(Beginning of Records to process)

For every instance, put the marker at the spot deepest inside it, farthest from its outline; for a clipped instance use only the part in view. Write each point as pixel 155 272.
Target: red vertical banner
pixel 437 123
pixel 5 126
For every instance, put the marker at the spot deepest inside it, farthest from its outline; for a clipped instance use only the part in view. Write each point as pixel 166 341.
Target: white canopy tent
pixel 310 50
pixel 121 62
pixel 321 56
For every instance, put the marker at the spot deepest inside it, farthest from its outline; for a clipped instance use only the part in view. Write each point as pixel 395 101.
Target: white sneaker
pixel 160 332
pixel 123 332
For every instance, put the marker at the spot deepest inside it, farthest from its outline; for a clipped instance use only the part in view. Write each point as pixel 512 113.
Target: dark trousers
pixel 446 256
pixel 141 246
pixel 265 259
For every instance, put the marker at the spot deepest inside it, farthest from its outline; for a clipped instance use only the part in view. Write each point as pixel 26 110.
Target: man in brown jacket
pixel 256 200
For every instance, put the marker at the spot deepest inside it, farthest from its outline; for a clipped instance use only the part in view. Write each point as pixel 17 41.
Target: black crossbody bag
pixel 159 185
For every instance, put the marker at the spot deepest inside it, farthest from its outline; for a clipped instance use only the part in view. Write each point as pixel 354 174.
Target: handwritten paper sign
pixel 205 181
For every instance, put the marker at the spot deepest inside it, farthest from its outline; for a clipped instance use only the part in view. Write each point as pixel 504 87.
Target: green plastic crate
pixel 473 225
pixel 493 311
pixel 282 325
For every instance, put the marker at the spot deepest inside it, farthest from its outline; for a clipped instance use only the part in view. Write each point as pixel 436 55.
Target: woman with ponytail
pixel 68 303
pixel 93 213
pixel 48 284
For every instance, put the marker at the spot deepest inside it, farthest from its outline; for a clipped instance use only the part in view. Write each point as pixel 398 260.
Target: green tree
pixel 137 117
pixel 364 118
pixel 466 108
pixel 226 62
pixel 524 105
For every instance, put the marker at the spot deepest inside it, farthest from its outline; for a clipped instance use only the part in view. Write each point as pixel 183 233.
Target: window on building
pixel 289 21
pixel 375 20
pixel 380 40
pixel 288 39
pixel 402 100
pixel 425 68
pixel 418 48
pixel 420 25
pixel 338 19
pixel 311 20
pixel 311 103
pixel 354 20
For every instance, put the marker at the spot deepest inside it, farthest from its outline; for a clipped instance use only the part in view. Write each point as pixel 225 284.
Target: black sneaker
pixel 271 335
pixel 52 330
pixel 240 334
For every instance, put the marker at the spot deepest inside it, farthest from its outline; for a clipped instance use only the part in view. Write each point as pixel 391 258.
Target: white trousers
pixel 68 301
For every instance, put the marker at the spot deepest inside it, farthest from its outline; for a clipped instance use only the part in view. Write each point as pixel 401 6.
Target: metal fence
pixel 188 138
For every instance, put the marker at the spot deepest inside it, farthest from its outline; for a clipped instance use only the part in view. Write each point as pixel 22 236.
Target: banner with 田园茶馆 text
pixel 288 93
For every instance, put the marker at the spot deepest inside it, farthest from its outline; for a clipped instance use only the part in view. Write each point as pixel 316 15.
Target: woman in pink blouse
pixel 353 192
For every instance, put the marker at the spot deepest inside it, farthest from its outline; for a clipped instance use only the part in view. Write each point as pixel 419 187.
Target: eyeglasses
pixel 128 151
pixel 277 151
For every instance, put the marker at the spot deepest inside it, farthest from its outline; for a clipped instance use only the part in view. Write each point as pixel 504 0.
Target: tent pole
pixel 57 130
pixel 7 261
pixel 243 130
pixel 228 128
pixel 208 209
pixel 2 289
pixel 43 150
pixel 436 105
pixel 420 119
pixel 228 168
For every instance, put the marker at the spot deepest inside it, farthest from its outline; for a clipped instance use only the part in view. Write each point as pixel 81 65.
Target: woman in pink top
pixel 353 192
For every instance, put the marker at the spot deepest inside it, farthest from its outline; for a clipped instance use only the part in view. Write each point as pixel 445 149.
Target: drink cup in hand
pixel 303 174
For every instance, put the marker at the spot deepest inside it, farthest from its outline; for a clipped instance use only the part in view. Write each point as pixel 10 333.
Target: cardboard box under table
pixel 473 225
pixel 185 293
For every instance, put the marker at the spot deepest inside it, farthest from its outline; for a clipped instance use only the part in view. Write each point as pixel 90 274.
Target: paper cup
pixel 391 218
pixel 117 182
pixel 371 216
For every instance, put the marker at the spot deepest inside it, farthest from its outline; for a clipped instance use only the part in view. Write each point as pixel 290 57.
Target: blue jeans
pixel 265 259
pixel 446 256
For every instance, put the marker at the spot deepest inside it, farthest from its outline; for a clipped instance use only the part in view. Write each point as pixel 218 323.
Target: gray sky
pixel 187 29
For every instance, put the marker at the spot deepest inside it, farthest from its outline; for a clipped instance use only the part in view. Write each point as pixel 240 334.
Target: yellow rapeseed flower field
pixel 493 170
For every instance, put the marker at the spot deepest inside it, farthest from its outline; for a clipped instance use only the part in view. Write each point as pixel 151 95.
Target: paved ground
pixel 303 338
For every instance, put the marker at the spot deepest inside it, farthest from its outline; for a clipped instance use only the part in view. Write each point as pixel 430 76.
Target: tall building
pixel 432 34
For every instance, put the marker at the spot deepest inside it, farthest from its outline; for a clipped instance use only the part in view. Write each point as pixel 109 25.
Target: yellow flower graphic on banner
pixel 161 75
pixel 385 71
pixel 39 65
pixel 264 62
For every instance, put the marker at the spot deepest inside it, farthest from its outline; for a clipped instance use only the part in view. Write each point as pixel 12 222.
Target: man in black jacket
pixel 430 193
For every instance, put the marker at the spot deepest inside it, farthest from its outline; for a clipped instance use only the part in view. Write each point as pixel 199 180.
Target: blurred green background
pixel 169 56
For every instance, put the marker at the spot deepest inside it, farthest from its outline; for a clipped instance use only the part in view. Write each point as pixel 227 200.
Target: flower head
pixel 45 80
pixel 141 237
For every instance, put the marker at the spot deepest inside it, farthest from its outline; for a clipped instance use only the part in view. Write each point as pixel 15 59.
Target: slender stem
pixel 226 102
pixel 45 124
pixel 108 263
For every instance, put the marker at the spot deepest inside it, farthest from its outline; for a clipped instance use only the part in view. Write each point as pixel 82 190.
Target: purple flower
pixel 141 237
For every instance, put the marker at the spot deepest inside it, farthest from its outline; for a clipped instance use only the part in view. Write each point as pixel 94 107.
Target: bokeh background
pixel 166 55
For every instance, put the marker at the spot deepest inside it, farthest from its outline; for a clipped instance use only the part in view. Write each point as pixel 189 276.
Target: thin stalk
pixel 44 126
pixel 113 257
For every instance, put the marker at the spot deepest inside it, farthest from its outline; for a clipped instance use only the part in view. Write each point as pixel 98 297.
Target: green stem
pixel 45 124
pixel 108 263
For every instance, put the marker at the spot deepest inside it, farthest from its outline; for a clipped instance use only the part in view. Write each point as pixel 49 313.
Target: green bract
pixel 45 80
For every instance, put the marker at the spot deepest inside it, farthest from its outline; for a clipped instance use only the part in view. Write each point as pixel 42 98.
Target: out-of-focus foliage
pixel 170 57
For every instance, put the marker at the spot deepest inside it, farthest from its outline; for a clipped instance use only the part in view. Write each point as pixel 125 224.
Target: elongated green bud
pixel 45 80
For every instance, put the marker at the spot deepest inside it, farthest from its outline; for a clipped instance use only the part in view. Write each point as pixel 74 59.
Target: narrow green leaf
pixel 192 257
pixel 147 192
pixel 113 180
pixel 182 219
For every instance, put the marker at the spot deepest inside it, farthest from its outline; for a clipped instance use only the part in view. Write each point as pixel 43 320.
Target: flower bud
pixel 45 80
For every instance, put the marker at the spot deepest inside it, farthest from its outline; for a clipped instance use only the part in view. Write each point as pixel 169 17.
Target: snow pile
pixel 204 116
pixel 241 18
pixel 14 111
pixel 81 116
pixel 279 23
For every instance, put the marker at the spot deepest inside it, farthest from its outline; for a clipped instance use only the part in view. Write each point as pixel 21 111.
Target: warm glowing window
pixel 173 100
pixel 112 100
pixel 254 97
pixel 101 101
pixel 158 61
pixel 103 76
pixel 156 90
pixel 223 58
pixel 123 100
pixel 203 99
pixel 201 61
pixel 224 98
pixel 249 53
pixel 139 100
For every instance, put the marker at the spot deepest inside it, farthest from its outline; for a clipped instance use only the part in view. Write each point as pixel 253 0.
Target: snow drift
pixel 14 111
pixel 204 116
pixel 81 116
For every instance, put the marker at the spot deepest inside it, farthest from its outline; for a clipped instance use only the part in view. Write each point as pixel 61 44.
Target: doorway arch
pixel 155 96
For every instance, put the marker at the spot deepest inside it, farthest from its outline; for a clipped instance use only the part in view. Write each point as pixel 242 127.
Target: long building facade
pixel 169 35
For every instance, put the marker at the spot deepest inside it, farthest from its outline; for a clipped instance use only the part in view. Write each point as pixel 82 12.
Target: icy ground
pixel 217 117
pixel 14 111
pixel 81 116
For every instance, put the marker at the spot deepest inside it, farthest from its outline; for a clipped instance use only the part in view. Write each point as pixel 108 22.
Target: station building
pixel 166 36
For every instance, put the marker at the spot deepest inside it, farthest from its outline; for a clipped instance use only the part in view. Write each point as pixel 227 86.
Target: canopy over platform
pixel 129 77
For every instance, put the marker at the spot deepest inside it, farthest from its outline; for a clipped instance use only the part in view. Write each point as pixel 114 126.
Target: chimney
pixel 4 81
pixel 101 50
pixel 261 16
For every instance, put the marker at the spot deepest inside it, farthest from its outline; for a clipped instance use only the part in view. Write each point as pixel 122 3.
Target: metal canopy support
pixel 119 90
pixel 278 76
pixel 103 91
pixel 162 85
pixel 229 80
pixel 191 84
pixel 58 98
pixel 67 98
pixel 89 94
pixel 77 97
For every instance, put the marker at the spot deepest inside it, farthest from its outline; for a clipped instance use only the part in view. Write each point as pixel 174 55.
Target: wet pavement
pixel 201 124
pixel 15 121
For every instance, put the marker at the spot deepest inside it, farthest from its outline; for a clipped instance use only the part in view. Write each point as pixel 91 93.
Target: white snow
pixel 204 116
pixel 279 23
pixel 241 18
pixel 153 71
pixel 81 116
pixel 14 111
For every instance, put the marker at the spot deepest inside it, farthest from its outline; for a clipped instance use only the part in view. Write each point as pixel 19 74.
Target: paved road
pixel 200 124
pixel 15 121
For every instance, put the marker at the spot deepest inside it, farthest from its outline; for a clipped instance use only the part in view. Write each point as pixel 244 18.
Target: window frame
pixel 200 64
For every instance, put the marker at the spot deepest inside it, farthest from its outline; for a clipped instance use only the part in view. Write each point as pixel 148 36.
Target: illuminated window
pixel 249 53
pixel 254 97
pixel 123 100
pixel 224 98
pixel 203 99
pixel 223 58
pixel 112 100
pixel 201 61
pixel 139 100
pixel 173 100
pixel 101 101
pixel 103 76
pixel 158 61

(End of Records to process)
(Beginning of Records to process)

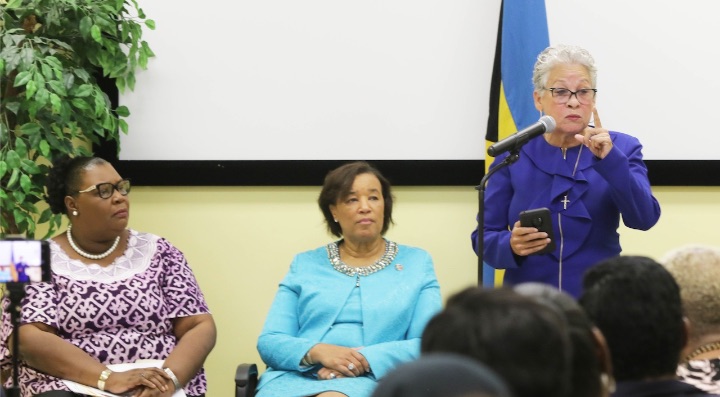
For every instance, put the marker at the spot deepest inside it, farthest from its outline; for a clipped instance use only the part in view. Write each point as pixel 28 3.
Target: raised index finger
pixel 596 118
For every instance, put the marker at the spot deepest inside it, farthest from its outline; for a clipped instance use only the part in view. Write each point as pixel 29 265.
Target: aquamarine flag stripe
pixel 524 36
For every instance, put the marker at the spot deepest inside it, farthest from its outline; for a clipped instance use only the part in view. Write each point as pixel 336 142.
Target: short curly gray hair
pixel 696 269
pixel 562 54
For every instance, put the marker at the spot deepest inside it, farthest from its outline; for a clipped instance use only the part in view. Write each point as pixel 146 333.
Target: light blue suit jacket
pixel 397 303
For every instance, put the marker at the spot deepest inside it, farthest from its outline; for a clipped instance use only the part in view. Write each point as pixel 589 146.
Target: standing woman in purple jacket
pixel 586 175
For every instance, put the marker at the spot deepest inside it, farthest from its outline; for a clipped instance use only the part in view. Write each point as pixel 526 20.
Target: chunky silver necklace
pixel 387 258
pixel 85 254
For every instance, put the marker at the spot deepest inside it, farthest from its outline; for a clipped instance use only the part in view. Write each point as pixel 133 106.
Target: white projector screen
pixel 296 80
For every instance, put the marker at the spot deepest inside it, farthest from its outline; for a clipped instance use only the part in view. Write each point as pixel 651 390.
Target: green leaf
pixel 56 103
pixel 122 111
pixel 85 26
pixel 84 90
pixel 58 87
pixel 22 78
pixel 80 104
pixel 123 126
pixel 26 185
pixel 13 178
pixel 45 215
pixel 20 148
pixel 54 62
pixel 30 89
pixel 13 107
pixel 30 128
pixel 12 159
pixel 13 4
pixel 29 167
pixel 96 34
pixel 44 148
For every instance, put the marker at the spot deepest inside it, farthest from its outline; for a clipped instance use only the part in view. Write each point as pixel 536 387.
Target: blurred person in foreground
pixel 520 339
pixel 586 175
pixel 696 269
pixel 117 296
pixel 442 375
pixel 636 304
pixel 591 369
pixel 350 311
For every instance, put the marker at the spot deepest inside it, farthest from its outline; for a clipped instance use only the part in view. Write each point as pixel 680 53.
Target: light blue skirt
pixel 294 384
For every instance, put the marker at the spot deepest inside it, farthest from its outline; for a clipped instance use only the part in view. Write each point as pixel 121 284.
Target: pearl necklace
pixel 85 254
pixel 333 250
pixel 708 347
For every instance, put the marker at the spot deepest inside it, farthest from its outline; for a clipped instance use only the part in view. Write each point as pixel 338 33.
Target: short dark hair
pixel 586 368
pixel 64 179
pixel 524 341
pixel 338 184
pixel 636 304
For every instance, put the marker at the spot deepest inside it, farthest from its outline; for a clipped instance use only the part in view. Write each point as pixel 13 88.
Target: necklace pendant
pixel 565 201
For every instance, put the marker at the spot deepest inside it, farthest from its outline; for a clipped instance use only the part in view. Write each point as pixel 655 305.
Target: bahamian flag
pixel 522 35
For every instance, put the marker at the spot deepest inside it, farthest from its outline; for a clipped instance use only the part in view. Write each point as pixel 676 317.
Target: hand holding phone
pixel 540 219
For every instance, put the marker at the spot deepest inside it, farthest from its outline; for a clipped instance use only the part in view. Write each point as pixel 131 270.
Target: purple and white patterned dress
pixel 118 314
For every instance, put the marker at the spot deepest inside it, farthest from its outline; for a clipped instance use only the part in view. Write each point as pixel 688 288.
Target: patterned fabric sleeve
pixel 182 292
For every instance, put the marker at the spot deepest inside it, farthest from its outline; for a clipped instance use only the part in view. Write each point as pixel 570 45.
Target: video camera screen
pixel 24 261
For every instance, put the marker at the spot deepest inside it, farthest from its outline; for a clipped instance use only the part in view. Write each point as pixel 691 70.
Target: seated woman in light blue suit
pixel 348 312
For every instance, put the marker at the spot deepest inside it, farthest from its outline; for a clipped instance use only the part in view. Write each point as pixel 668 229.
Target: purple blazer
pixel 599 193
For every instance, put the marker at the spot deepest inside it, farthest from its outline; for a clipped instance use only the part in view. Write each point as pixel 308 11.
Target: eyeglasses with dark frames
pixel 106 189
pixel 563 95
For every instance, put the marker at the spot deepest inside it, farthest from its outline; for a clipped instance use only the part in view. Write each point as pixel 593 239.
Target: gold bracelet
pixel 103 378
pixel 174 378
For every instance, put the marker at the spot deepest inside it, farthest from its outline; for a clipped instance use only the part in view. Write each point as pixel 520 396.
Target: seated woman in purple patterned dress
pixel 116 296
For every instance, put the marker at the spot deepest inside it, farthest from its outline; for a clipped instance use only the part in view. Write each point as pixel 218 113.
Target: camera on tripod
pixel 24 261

(End of Records to process)

▶ _Try it_
Look back at the entries above and repeat, unchanged, every line from the line holding "Target: green tree" through the line holding "pixel 183 233.".

▶ _Finished task_
Target: green tree
pixel 137 117
pixel 364 118
pixel 466 108
pixel 226 62
pixel 524 105
For every instance, put the marker at the spot deepest inside it, farthest from its outline; for a clipped instance use only the part in view. Write each point as pixel 183 233.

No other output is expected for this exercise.